### GOAL
Could you swap "spot" for "find" in the part of the records that begins with the line containing "spot the church tower." and continues through the end of the records, including both ends, with everything else left unchanged? Give only those lines and leave the pictures out of your answer.

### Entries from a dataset
"""
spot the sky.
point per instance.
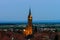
(18, 10)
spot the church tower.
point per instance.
(28, 29)
(30, 19)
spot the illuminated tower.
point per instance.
(28, 29)
(29, 19)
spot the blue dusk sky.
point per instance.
(18, 10)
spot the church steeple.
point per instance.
(29, 11)
(28, 30)
(30, 18)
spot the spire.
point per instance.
(29, 11)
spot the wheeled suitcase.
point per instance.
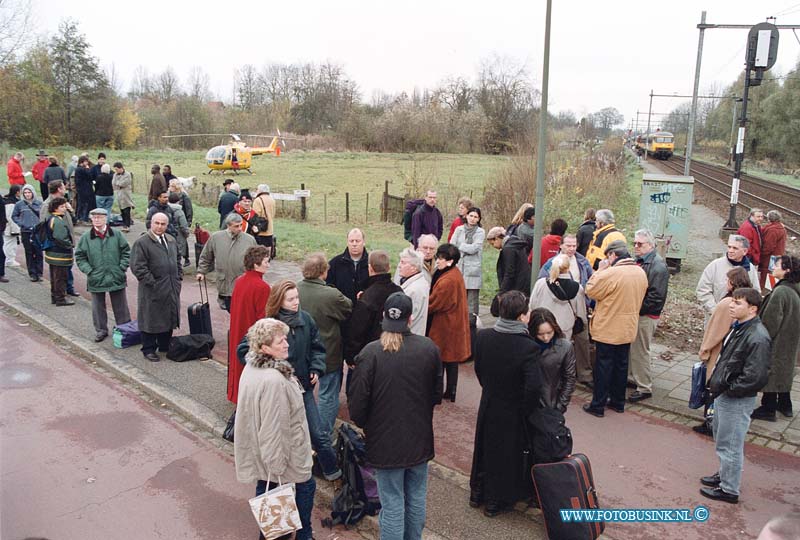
(566, 485)
(200, 314)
"""
### EXERCISE OUTPUT
find the church tower.
point per instance.
(28, 29)
(30, 19)
find the illuminated tower.
point per instance.
(28, 29)
(29, 19)
find the blue dusk sky.
point per instance.
(18, 10)
find the church steeple.
point per instance.
(29, 11)
(28, 30)
(30, 18)
find the spire.
point per instance.
(29, 11)
find the wheeled suitcase.
point per instance.
(566, 485)
(200, 314)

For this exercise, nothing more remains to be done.